=== Фрагмент текста ===
::::::
Начало рассказа — часть I , часть II
«… После ухода белых из Сибирячихи была организована дружина самоохраны в составе 25 человек из числа зажиточных мужиков. Начальником был купец Кашперов Т. Е., его заместителем Черепанов И.И.
Отец Стрельцова побывал в Бащелаке и слышал разговор, что якобы в с. Черном-Ануе собираются группы партизан и организуют партизанский полк. Это нас озадачило. Мы решили с большой осторожностью выехать в Сибирячиху, собрать скрывавшихся партизан, надежных мужиков, и поехать на соединения с партизанами в с. Черноануйское. Но это нам не удалось.
В Сибирячихе, как это оказалось, за сгоревшими хозяйствами был установлен негласный надзор. Мы решили пробраться к сгоревшему хозяйству отца, а Стрельцов отправился на поиски своего семейства. Ночь была темная, шли молча, но злые звериные глаза за нами следили. Тишина была обманчивой.
На берегу речки Червянки, чудом в несгоревшей бане, скорчившись, сидели почерневшие, отец и мать. Я и брат Самсон вошли в банешку. Мать и отец испугались и в то же время обрадовались.
::::::
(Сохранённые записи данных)

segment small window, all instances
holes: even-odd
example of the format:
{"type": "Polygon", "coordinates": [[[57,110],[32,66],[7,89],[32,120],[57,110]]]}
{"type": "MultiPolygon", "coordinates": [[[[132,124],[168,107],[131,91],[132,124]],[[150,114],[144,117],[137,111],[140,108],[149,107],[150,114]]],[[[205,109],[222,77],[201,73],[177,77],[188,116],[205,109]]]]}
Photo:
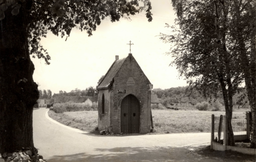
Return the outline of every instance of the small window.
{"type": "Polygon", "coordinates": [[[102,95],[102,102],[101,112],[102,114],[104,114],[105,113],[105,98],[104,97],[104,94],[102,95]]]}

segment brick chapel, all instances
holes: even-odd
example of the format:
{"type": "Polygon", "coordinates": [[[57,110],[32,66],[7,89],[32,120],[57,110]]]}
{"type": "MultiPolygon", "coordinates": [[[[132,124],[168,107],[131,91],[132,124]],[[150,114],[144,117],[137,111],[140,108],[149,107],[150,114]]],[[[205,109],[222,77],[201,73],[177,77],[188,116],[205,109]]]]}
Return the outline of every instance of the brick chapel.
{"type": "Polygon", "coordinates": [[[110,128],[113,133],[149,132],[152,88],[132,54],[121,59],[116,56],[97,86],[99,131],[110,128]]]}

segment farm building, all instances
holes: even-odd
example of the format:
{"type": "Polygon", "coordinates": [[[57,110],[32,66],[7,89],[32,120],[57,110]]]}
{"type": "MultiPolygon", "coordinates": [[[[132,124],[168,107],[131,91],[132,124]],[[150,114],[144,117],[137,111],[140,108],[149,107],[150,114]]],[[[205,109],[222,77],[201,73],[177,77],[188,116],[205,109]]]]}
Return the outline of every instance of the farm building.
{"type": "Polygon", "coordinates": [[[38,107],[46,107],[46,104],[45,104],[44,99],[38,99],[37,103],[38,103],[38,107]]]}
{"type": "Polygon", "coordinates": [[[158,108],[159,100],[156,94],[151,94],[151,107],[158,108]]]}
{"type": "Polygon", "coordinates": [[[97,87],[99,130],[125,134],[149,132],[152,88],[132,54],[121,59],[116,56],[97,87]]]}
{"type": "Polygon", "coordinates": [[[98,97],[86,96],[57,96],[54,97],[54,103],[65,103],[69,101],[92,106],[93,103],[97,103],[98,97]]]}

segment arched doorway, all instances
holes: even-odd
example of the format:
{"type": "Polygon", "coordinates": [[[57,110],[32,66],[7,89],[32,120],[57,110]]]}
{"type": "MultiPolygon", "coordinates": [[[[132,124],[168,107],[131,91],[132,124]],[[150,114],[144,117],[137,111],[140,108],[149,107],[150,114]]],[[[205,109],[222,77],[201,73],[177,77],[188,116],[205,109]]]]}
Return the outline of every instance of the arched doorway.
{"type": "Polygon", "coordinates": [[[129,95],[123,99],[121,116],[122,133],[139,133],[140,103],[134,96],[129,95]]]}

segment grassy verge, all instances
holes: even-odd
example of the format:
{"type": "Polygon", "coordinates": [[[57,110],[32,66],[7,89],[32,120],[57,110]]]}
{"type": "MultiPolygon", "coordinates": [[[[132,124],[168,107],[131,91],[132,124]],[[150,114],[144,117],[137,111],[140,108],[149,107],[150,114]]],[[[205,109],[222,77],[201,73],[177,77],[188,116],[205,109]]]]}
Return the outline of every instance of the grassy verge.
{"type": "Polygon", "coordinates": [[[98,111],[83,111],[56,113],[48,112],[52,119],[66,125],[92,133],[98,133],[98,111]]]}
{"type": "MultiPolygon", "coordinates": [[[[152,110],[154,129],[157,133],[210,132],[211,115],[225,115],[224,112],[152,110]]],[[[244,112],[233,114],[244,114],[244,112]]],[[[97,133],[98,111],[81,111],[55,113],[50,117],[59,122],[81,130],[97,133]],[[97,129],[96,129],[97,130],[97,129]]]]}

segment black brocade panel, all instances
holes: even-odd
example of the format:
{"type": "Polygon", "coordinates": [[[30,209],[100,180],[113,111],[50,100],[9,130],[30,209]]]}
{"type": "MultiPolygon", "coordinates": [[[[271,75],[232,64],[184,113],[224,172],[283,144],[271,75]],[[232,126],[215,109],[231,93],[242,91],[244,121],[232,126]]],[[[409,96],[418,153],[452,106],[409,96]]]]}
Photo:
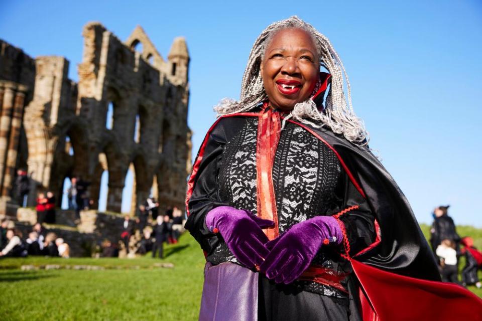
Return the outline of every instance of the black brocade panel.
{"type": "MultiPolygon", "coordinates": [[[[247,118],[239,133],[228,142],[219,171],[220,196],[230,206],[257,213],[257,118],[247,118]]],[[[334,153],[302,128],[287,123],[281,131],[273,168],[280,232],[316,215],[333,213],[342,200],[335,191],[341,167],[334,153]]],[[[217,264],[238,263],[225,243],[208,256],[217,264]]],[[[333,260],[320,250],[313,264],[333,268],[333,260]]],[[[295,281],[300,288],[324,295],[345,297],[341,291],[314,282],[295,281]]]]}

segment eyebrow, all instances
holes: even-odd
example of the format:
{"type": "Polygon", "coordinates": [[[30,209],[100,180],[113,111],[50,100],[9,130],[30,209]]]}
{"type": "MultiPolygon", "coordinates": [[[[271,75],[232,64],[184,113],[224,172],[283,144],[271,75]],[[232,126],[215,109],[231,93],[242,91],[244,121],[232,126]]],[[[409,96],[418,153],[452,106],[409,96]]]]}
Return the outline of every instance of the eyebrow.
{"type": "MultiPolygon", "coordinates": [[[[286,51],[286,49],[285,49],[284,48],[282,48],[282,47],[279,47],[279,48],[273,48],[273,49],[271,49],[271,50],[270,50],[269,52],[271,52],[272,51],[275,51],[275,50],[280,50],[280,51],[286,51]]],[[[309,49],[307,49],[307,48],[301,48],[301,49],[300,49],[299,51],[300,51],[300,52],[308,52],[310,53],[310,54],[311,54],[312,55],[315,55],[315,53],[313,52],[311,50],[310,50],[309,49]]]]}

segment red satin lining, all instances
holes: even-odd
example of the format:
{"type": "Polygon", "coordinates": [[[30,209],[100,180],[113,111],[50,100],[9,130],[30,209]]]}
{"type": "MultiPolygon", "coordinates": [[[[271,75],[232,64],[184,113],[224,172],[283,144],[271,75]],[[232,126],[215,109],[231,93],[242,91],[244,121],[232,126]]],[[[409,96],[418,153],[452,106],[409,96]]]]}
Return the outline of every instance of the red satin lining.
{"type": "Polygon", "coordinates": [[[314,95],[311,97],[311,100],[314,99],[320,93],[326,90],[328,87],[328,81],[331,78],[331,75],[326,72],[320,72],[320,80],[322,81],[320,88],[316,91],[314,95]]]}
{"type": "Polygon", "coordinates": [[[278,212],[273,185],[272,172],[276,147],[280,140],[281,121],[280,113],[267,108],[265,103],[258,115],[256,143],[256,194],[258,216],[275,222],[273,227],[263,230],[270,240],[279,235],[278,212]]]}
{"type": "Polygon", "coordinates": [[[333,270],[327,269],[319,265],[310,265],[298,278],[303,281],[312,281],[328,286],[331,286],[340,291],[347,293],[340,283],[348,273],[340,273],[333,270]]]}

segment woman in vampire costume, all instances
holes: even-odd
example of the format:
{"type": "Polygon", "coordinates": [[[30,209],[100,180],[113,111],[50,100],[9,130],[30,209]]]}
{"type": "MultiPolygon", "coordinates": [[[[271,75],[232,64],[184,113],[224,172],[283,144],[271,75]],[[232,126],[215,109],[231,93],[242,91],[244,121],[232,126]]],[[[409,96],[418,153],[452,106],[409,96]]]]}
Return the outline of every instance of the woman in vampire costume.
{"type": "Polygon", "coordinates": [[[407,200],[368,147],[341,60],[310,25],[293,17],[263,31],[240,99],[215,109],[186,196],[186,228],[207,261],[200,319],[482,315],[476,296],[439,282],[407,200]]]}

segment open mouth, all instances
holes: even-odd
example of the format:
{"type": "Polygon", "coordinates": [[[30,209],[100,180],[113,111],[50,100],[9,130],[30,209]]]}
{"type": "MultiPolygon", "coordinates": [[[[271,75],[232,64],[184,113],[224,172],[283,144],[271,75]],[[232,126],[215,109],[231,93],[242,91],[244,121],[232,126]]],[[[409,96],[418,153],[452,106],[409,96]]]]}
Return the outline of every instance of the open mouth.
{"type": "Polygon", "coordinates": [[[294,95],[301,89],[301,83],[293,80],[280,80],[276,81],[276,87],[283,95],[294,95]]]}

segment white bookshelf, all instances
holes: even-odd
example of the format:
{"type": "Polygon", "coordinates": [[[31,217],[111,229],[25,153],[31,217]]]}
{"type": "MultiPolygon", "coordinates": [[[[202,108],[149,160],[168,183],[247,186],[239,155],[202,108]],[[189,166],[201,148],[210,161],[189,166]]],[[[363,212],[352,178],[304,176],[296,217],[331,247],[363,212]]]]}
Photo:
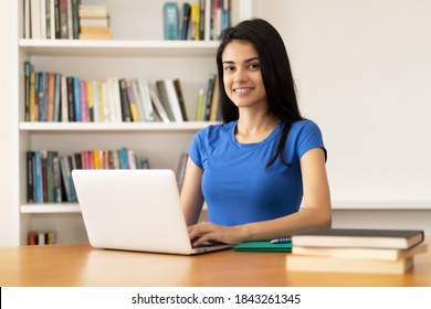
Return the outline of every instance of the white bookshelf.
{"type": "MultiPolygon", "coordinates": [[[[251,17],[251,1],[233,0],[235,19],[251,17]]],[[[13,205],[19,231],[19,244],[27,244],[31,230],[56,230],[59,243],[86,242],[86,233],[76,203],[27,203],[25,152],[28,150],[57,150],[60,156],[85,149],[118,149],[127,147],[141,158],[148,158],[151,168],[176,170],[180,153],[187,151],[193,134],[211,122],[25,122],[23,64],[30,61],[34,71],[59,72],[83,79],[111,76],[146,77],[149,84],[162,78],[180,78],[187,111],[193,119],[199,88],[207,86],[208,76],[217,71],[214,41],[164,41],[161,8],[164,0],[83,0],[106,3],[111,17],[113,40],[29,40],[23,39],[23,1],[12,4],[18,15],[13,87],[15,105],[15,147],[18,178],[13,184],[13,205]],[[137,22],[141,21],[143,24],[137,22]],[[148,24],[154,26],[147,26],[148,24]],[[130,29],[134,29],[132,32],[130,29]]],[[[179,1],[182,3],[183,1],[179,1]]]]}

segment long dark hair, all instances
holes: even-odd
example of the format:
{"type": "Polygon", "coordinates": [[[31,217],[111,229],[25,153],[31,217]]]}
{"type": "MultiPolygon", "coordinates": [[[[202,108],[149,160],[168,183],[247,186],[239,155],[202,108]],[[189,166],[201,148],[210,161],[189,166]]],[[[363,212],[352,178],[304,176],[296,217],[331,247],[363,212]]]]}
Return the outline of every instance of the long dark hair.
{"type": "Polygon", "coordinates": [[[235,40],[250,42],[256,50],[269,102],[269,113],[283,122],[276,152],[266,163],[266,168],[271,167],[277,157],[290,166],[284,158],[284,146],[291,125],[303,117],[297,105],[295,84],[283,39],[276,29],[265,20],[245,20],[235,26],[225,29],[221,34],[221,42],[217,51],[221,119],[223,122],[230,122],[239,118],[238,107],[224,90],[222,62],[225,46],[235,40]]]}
::::::
=== Задания ===
1. Перепишите фрагмент воспоминаний о партизанах от «Отец Стрельцова побывал» до «Тишина была обманчивой.» включительно, заменив «темная» на «безлунная».
2. Продолжите воспоминания о партизанах из Сибирячихи, начав сразу после последнего предложения фрагмента.

=== Ответы ===
1.
Отец Стрельцова побывал в Бащелаке и слышал разговор, что якобы в с. Черном-Ануе собираются группы партизан и организуют партизанский полк. Это нас озадачило. Мы решили с большой осторожностью выехать в Сибирячиху, собрать скрывавшихся партизан, надежных мужиков, и поехать на соединения с партизанами в с. Черноануйское. Но это нам не удалось.
В Сибирячихе, как это оказалось, за сгоревшими хозяйствами был установлен негласный надзор. Мы решили пробраться к сгоревшему хозяйству отца, а Стрельцов отправился на поиски своего семейства. Ночь была безлунная, шли молча, но злые звериные глаза за нами следили. Тишина была обманчивой.

2.
— Все, все, до нитки, до прутика пожгли белые звери. Даже покормить вас нечем, — говорили родители. Отец рассказал, что на днях были арестованы Черепанов Иван Васильевич, Кучин Афанасий Павлович и угнаны в казачью станицу Антоньевскую. Что, мол, сейчас белых или казаков нет, а действуют местные дружинники, как белогвардейцы.
Я успокоил родителей и рассказал о цели нашего прихода. Отец советовал немедленно убираться:
— Поймают и убьют вас, да и нам не сдобровать.
Незадолго до рассвета послышался стук конских копыт. Баня была окружена вооруженными десятью дружинниками, с ними был и старшина Кашперов.
Как не уговаривали родители пощадить нас, старшина, да и дружинники, не согласились. Мать от нервного шока упала и разбила голову.
Арестовали нас и увели в волость, где уже под охраной сидели Стрельцов E.Ф. с подбитым глазом, Кобызев и Налимов. Волостной писарь Фоминых составлял обвинительный материал, а сельский староста готовил подводы и назначал конвойных.
Сопротивляться и рассчитывать на милость бесполезно было.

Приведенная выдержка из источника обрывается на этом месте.